Free-text object descriptions

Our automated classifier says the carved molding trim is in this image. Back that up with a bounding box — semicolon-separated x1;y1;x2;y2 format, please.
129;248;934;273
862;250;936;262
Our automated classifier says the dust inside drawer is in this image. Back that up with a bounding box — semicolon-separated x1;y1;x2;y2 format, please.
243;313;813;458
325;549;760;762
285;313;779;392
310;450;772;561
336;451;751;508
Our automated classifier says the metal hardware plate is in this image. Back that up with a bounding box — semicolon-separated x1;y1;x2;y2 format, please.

--

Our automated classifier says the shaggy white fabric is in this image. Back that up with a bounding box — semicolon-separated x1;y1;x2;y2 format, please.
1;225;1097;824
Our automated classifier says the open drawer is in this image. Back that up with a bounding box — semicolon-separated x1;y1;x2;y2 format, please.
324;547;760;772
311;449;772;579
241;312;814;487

**TASK REQUIREMENTS:** In the data above, retype exactly and only the lines between the one holding "Our automated classifier says the dust" and the one holding "Our automated classifier says the metal", inclusive.

**ANSWER AREA:**
Our automated classifier says the dust inside drawer is in this image. Back that up with a bounding box — semicolon-separated x1;y1;x2;y2 format, please.
243;313;813;458
325;549;760;762
285;313;779;392
310;450;772;561
336;451;751;508
Our automated classifier says the metal hardware plate is in this image. Back that up with a bounding box — semicolon-separated x1;y1;x2;y2 format, please.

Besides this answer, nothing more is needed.